■ Text to read
──────

That's quite surprising -- does it seem to be the same in general? (Or did you try only the examples above? I'm just wondering.) OK, I have one amendment to propose: since you've added that the distance of the rotation matters, you need to decide at what point a big rotation costs more than two small ones, and turn my measure into a sum of rotation costs. –  Darius Bacon Nov 11 '10 at 20:11
    
It's the same in general :) Imagine a string with 10 inversions on a maximum of 30, the above algorithm would score 20 in a maximum of 60. When normalized, it is the same output. I have altered my original solution to include a "maximum penalty", reducing the influence of outliers, but it is still nothing "ideal". –  baderous Nov 16 '10 at 9:37

Edit: Completely new algorithm.

It seems to me like your notion of "disorder" corresponds to how readable the scrambled string is compared to the original. A decent measure of readability would be to find unscrambled substrings and then see what the overall order of the substrings is.

──────

■ Raw records

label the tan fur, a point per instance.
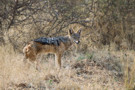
(33, 49)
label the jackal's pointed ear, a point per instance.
(71, 31)
(79, 31)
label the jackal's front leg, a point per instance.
(58, 60)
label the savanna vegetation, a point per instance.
(104, 60)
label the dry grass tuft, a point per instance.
(93, 70)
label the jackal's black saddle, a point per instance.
(53, 40)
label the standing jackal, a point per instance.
(55, 45)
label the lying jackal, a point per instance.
(55, 45)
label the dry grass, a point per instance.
(96, 70)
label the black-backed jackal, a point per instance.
(55, 45)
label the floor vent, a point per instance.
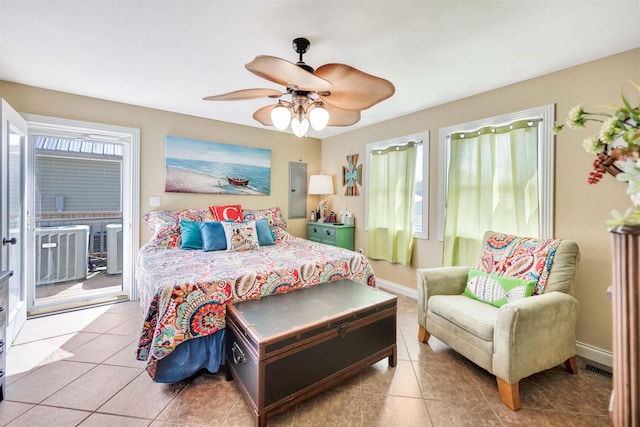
(599, 371)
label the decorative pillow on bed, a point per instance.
(227, 212)
(241, 236)
(265, 236)
(497, 290)
(165, 225)
(213, 236)
(272, 215)
(190, 234)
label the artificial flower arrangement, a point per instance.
(617, 150)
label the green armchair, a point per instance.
(519, 338)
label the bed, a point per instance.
(184, 288)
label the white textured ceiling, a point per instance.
(170, 54)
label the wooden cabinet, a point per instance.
(331, 234)
(284, 349)
(4, 312)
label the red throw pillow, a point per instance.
(228, 212)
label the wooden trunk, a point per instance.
(285, 348)
(625, 408)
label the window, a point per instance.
(421, 194)
(83, 180)
(395, 207)
(495, 173)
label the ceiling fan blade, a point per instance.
(243, 94)
(263, 115)
(354, 89)
(286, 74)
(338, 117)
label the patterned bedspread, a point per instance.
(185, 292)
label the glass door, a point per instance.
(77, 219)
(13, 228)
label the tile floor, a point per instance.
(78, 368)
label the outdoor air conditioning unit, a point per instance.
(114, 248)
(62, 253)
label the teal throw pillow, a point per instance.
(213, 237)
(497, 290)
(265, 237)
(190, 233)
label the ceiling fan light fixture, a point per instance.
(280, 116)
(319, 117)
(299, 127)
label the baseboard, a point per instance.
(594, 353)
(396, 288)
(586, 351)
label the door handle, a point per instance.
(11, 241)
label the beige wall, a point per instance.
(580, 209)
(154, 125)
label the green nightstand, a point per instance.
(331, 234)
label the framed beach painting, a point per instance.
(195, 166)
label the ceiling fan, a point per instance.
(332, 95)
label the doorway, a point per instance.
(83, 180)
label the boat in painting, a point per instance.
(237, 181)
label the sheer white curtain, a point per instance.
(492, 185)
(391, 197)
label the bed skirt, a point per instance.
(191, 356)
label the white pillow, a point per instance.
(241, 236)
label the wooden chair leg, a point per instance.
(509, 394)
(423, 335)
(572, 365)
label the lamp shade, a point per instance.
(299, 127)
(320, 184)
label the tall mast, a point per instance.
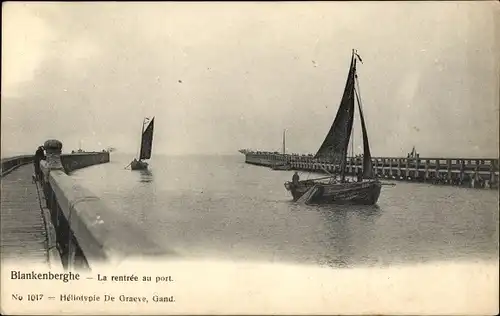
(284, 141)
(140, 144)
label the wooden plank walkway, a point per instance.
(23, 233)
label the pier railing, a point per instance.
(86, 231)
(11, 163)
(474, 172)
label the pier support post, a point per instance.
(53, 149)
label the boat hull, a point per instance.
(138, 165)
(361, 193)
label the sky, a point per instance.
(219, 77)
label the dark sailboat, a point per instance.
(336, 189)
(282, 165)
(146, 145)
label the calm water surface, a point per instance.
(220, 207)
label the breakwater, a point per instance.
(469, 172)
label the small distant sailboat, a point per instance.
(330, 190)
(146, 145)
(285, 165)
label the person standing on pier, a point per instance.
(39, 155)
(295, 178)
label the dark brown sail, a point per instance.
(334, 147)
(147, 141)
(367, 158)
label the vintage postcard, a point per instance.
(250, 158)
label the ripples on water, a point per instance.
(220, 207)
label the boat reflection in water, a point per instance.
(349, 229)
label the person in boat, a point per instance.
(295, 178)
(39, 155)
(360, 175)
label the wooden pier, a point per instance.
(23, 234)
(470, 172)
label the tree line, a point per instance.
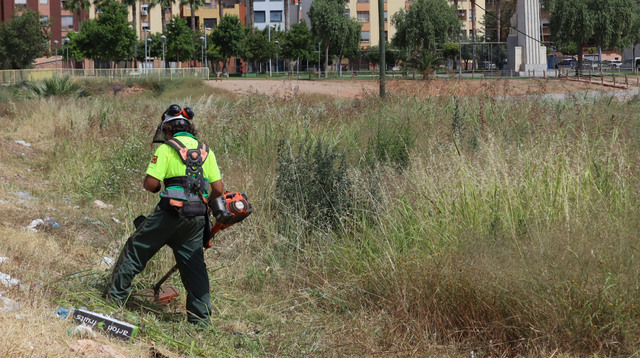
(425, 34)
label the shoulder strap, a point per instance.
(179, 147)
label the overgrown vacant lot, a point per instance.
(430, 226)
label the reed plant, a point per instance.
(502, 227)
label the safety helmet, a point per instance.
(173, 113)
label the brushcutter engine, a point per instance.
(230, 208)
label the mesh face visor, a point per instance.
(173, 113)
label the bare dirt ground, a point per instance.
(437, 87)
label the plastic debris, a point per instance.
(107, 261)
(62, 312)
(8, 305)
(7, 280)
(89, 348)
(51, 223)
(102, 205)
(48, 221)
(34, 224)
(84, 331)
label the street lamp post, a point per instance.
(319, 60)
(164, 42)
(202, 50)
(206, 60)
(146, 64)
(277, 72)
(56, 44)
(269, 31)
(66, 41)
(149, 40)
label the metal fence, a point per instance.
(17, 76)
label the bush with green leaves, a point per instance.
(57, 86)
(313, 190)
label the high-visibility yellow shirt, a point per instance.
(166, 162)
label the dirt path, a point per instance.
(359, 88)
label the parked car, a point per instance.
(590, 65)
(612, 64)
(488, 65)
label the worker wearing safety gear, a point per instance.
(180, 220)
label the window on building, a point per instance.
(275, 16)
(363, 16)
(66, 22)
(364, 36)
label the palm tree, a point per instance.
(76, 7)
(164, 4)
(98, 4)
(253, 31)
(286, 15)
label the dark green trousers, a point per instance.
(184, 237)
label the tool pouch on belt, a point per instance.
(183, 208)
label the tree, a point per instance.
(298, 43)
(26, 33)
(391, 55)
(180, 43)
(77, 7)
(328, 23)
(347, 43)
(257, 48)
(426, 25)
(228, 36)
(109, 37)
(603, 23)
(497, 20)
(450, 51)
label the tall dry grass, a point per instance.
(502, 227)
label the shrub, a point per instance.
(313, 187)
(57, 86)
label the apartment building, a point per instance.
(208, 15)
(62, 21)
(470, 13)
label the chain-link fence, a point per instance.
(16, 76)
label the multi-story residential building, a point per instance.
(208, 15)
(62, 21)
(470, 13)
(268, 13)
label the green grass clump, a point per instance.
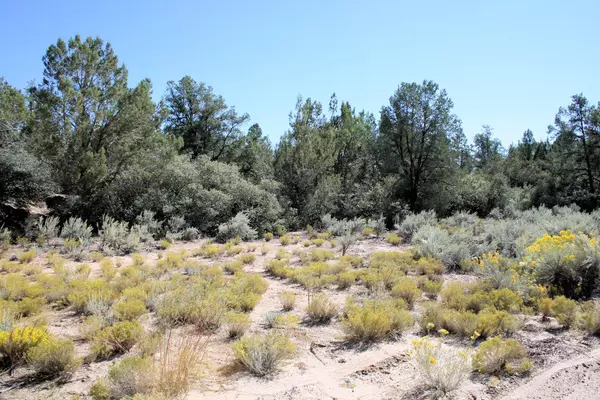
(406, 288)
(17, 342)
(247, 258)
(321, 255)
(393, 239)
(129, 310)
(233, 266)
(564, 310)
(263, 354)
(268, 236)
(320, 309)
(27, 256)
(285, 240)
(375, 320)
(237, 324)
(288, 300)
(53, 357)
(116, 339)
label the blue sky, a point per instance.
(509, 64)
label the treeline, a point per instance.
(108, 149)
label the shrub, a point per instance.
(27, 256)
(138, 259)
(431, 288)
(76, 229)
(100, 390)
(247, 258)
(116, 339)
(589, 319)
(262, 354)
(496, 355)
(189, 234)
(568, 263)
(321, 255)
(375, 320)
(318, 242)
(288, 300)
(564, 310)
(321, 309)
(15, 344)
(413, 222)
(442, 368)
(346, 279)
(491, 322)
(53, 357)
(116, 236)
(284, 321)
(193, 304)
(406, 288)
(393, 239)
(346, 241)
(545, 307)
(382, 259)
(352, 261)
(234, 266)
(128, 310)
(177, 362)
(272, 266)
(85, 295)
(429, 266)
(238, 226)
(237, 324)
(285, 240)
(131, 376)
(431, 241)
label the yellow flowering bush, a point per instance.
(442, 368)
(568, 263)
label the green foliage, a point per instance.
(564, 310)
(128, 310)
(320, 309)
(288, 300)
(238, 226)
(53, 357)
(375, 320)
(129, 377)
(262, 354)
(237, 324)
(116, 339)
(76, 229)
(393, 239)
(17, 342)
(406, 289)
(496, 355)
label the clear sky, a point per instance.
(509, 64)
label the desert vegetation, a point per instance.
(159, 251)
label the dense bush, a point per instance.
(53, 357)
(262, 354)
(321, 309)
(17, 342)
(442, 368)
(238, 226)
(496, 355)
(375, 320)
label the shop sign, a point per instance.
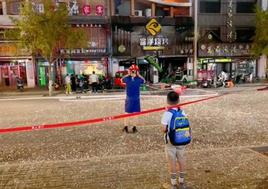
(86, 10)
(153, 43)
(73, 8)
(153, 27)
(224, 49)
(99, 10)
(8, 49)
(219, 60)
(83, 51)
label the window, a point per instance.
(245, 34)
(246, 6)
(13, 7)
(210, 6)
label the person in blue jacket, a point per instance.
(133, 81)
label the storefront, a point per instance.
(157, 38)
(14, 65)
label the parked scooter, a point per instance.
(20, 84)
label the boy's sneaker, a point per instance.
(125, 129)
(134, 129)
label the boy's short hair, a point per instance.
(173, 98)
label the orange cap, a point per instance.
(134, 67)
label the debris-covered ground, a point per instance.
(101, 156)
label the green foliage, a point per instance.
(45, 33)
(260, 45)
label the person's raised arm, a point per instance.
(139, 75)
(122, 79)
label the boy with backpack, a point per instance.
(176, 128)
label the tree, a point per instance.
(45, 33)
(260, 44)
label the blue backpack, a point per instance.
(179, 129)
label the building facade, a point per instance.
(90, 15)
(226, 32)
(14, 62)
(170, 43)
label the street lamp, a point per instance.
(195, 39)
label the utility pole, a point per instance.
(195, 39)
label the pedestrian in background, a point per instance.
(94, 79)
(133, 81)
(68, 84)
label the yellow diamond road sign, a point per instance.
(153, 27)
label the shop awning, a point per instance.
(6, 22)
(171, 3)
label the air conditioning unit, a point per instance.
(138, 13)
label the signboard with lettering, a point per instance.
(9, 49)
(154, 41)
(153, 27)
(86, 10)
(226, 50)
(99, 10)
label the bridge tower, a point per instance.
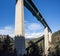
(19, 28)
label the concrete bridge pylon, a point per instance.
(19, 28)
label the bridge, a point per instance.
(19, 25)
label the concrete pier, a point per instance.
(19, 28)
(46, 41)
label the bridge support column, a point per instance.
(46, 41)
(50, 38)
(19, 28)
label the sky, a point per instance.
(50, 10)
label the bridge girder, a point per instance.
(33, 9)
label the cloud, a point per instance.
(7, 30)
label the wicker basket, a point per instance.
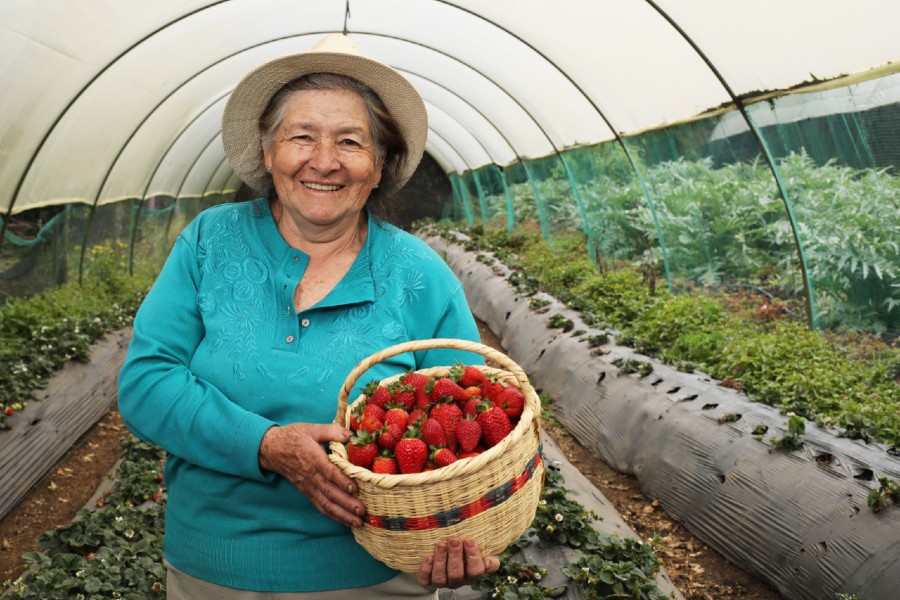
(491, 497)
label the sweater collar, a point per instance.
(357, 286)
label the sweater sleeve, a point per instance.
(456, 321)
(162, 402)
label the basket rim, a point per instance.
(530, 419)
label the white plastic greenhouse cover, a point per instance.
(112, 99)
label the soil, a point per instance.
(699, 572)
(65, 490)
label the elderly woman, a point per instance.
(259, 314)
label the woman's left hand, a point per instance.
(455, 563)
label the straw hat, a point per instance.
(336, 53)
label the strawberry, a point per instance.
(470, 408)
(495, 424)
(370, 423)
(377, 393)
(447, 387)
(468, 434)
(397, 415)
(466, 376)
(411, 454)
(474, 391)
(403, 394)
(512, 401)
(389, 435)
(491, 387)
(448, 415)
(419, 381)
(362, 450)
(415, 415)
(443, 457)
(373, 410)
(385, 464)
(433, 433)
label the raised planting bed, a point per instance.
(799, 519)
(76, 397)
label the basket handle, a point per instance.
(415, 346)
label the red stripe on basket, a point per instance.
(494, 497)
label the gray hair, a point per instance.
(389, 144)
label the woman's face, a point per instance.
(322, 158)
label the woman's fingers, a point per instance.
(455, 563)
(295, 451)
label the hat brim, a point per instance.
(240, 121)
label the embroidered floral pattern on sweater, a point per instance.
(231, 300)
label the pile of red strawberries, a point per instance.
(422, 422)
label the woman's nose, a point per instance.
(324, 157)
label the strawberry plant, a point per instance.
(793, 436)
(113, 552)
(888, 492)
(39, 334)
(842, 381)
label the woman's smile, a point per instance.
(323, 161)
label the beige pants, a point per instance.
(180, 586)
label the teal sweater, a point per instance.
(219, 356)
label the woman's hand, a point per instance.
(455, 563)
(295, 452)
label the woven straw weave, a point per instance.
(491, 497)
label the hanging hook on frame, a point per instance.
(346, 17)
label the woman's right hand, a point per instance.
(296, 452)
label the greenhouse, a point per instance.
(676, 225)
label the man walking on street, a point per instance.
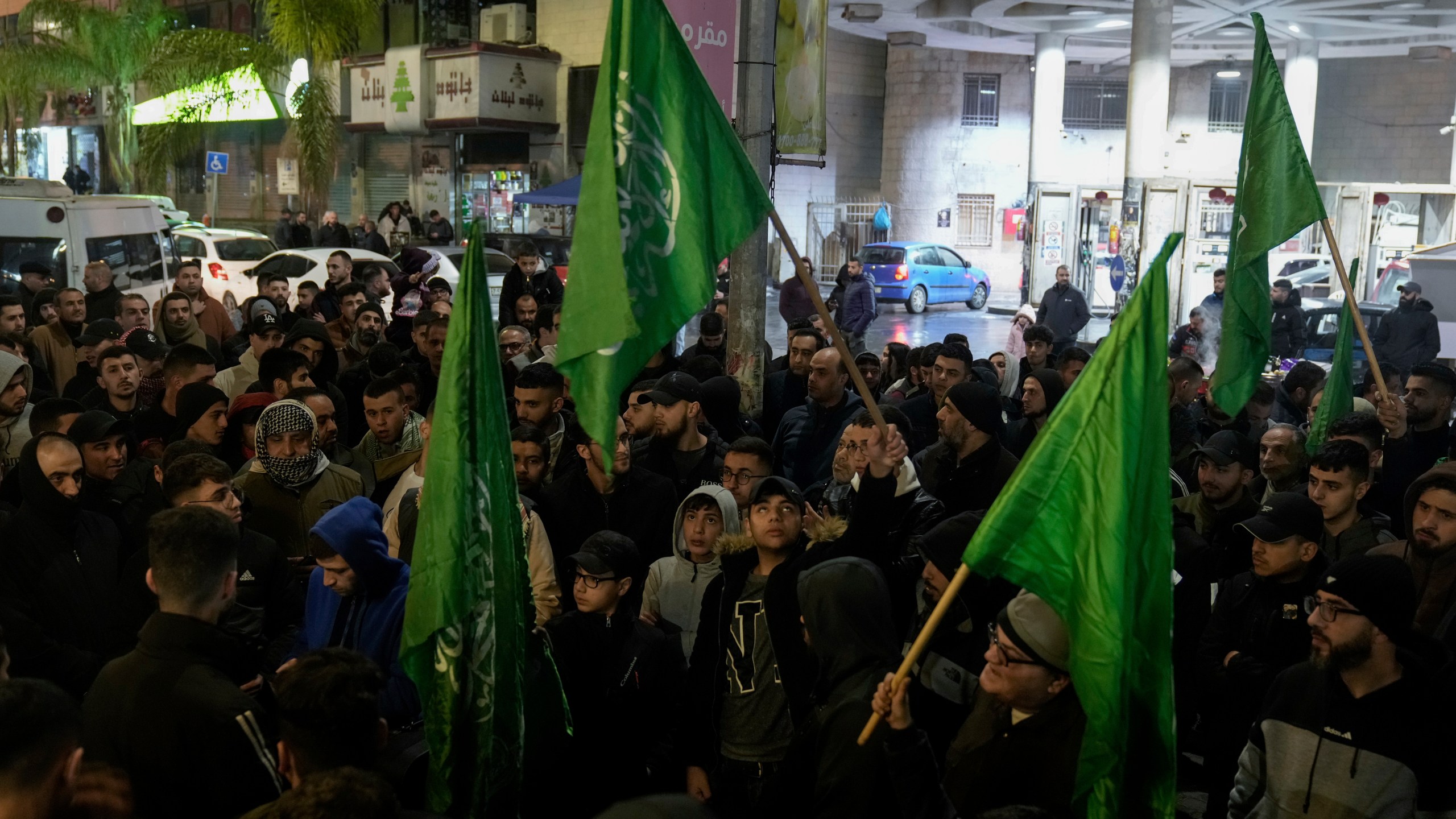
(858, 309)
(1065, 309)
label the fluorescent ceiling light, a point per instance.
(237, 97)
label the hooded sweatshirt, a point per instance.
(675, 585)
(1434, 572)
(1023, 432)
(370, 618)
(846, 615)
(15, 431)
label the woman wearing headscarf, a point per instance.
(59, 572)
(292, 483)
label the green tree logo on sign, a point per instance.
(402, 95)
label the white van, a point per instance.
(43, 222)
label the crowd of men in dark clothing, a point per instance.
(206, 545)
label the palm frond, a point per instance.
(319, 31)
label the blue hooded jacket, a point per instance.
(376, 617)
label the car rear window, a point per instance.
(882, 255)
(243, 250)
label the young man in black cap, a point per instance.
(617, 672)
(750, 677)
(1257, 630)
(682, 446)
(1360, 729)
(1226, 465)
(969, 465)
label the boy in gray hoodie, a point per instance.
(675, 588)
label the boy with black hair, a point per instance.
(1338, 483)
(615, 671)
(171, 713)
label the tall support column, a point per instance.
(1049, 88)
(749, 263)
(1148, 81)
(1302, 86)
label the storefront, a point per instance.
(449, 129)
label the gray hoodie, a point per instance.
(676, 585)
(15, 431)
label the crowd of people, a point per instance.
(207, 532)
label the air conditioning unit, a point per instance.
(507, 22)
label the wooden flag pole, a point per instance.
(1355, 311)
(921, 642)
(829, 325)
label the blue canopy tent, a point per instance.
(558, 195)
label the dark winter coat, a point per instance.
(969, 484)
(1407, 336)
(172, 714)
(1065, 309)
(807, 437)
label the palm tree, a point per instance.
(79, 44)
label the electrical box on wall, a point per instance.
(507, 24)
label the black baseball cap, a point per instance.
(98, 331)
(672, 388)
(776, 486)
(1286, 515)
(97, 424)
(1228, 446)
(609, 553)
(146, 344)
(264, 322)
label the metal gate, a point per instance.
(838, 231)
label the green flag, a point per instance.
(1276, 200)
(469, 608)
(1340, 397)
(1087, 525)
(666, 195)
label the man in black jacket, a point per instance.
(171, 713)
(969, 465)
(750, 675)
(1257, 630)
(1407, 336)
(59, 572)
(682, 448)
(524, 279)
(1288, 334)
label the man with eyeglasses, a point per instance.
(621, 680)
(1024, 735)
(1362, 729)
(268, 608)
(1257, 630)
(747, 461)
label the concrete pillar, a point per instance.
(1302, 86)
(1049, 86)
(1148, 81)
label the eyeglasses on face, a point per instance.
(1327, 611)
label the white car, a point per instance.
(226, 255)
(311, 264)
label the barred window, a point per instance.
(974, 221)
(1094, 104)
(1226, 104)
(982, 102)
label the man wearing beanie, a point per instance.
(1356, 730)
(1257, 630)
(1021, 742)
(969, 465)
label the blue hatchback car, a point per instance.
(921, 274)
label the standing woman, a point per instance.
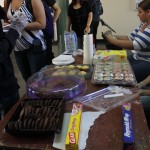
(30, 46)
(80, 18)
(138, 40)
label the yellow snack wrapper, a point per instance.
(74, 127)
(110, 55)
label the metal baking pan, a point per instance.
(37, 117)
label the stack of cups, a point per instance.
(88, 49)
(55, 32)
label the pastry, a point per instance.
(85, 68)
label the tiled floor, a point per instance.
(21, 82)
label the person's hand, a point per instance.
(19, 21)
(140, 85)
(87, 30)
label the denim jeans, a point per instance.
(7, 103)
(49, 52)
(145, 100)
(30, 61)
(94, 27)
(140, 68)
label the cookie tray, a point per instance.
(37, 117)
(88, 72)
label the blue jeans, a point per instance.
(7, 103)
(140, 68)
(94, 27)
(145, 100)
(30, 61)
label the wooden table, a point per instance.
(109, 137)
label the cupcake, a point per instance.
(71, 66)
(83, 73)
(85, 68)
(78, 67)
(71, 72)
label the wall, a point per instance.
(2, 2)
(120, 15)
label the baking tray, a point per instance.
(117, 73)
(109, 98)
(86, 72)
(37, 117)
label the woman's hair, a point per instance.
(145, 4)
(75, 1)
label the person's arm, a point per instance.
(39, 16)
(121, 37)
(87, 28)
(144, 83)
(7, 43)
(145, 92)
(2, 13)
(57, 12)
(127, 44)
(68, 23)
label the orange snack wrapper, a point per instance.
(73, 133)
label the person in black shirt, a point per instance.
(57, 10)
(8, 83)
(79, 19)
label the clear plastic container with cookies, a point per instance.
(84, 69)
(37, 117)
(56, 83)
(109, 98)
(118, 73)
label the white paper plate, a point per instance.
(63, 60)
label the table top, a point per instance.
(109, 135)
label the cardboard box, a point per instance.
(74, 127)
(110, 55)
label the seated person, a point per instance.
(138, 40)
(145, 97)
(9, 93)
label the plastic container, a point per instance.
(56, 83)
(71, 44)
(37, 117)
(107, 98)
(83, 69)
(118, 73)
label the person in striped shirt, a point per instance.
(30, 48)
(139, 41)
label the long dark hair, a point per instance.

──────

■ Work to complete
From the thread on measuring string disorder, write out the passage that begins at the words "It seems to" and stops after the words "the substrings is.". The lines stand apart from the thread on measuring string disorder and are unrelated to it.

■ Reply to the exercise
It seems to me like your notion of "disorder" corresponds to how readable the scrambled string is compared to the original. A decent measure of readability would be to find unscrambled substrings and then see what the overall order of the substrings is.